**ACTIVITY:**
Gather every line below where "rocky" appears.

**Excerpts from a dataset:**
┏━━

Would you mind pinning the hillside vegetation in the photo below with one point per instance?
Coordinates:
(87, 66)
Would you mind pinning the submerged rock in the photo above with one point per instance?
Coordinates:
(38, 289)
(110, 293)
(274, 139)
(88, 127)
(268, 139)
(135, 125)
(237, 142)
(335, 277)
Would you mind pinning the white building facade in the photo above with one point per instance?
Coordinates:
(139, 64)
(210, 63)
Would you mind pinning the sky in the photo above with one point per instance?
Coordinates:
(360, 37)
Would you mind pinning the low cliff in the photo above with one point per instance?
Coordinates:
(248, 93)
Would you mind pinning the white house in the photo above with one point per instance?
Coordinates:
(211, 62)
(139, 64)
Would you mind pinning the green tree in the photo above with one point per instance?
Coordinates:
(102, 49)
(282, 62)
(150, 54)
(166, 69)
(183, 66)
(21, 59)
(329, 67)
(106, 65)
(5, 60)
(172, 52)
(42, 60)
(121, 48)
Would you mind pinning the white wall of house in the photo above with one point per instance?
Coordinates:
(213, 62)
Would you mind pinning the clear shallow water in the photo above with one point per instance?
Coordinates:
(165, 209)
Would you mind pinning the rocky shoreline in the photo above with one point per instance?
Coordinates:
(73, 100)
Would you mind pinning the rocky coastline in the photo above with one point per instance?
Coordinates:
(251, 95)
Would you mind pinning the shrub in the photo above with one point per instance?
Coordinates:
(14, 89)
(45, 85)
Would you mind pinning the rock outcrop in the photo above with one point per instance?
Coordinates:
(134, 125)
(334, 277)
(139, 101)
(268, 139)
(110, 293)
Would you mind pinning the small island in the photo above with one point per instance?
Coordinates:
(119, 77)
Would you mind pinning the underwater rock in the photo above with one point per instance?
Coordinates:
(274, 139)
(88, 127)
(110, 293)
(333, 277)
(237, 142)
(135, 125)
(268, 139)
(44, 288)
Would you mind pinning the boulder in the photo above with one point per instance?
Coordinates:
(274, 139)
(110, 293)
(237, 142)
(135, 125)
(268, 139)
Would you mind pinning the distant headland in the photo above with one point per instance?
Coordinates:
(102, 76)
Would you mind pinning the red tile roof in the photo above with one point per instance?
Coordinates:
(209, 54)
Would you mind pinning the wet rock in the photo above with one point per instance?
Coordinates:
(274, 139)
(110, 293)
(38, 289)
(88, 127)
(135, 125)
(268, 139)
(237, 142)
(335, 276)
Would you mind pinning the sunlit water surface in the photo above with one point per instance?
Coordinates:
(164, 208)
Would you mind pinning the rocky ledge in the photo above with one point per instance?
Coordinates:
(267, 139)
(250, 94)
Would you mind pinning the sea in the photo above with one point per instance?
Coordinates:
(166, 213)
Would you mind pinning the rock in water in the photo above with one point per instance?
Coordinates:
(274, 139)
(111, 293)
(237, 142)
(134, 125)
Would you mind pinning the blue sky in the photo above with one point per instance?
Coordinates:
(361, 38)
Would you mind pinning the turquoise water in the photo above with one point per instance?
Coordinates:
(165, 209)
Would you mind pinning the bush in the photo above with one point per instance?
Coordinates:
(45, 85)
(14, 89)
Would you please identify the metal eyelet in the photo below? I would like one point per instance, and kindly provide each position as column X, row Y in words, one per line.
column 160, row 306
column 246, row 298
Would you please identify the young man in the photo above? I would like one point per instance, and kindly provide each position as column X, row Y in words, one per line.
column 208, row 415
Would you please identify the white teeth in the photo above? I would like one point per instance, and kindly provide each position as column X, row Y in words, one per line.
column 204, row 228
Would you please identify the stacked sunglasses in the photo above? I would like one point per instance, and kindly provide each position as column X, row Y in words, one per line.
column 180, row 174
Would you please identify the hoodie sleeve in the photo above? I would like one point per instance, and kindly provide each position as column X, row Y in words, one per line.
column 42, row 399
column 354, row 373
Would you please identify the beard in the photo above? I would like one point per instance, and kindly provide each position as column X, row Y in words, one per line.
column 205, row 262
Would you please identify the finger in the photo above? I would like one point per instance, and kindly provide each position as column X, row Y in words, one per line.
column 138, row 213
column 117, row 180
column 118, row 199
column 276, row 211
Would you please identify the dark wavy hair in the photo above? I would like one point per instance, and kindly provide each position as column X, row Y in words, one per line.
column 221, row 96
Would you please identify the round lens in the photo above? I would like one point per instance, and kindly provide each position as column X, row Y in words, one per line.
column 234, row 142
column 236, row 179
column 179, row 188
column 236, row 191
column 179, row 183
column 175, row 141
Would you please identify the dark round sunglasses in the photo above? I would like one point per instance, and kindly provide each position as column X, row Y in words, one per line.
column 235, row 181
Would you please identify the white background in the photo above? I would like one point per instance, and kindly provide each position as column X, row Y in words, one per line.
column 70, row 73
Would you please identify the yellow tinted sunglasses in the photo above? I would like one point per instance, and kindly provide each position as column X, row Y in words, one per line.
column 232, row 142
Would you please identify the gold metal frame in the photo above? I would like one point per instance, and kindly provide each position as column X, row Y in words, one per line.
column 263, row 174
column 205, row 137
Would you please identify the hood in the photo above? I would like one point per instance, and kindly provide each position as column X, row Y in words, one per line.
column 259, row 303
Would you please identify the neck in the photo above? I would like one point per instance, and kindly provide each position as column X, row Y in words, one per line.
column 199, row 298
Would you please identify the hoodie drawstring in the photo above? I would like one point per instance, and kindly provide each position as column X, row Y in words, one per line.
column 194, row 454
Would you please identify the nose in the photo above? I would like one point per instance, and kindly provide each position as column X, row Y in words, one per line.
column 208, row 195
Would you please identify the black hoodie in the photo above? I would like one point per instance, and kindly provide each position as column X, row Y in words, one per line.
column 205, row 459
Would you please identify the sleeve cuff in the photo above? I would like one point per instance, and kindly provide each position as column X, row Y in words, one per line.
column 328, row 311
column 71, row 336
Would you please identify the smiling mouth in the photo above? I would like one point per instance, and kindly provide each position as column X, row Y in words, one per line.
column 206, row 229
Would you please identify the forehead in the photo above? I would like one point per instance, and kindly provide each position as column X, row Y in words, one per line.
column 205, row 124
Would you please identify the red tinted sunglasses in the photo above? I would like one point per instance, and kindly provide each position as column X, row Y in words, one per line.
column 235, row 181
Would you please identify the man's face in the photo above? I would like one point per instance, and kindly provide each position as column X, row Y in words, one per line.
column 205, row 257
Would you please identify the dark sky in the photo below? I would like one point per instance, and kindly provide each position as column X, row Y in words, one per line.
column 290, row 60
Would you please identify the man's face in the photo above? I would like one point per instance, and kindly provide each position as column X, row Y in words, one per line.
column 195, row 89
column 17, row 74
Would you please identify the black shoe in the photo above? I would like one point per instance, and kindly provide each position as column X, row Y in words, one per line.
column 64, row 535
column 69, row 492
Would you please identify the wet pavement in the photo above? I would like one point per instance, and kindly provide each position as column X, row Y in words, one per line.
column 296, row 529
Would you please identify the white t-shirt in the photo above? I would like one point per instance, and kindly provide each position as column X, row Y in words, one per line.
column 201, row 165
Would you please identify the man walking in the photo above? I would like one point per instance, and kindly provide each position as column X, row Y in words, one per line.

┗━━

**TASK RESPONSE:**
Would you mind pinning the rocky shoreline in the photo above with one point per instance?
Would you mind pinning the rocky coastline in the photo above with one point per instance?
Would you mind pinning the rocky ledge in the photo above with one point per instance?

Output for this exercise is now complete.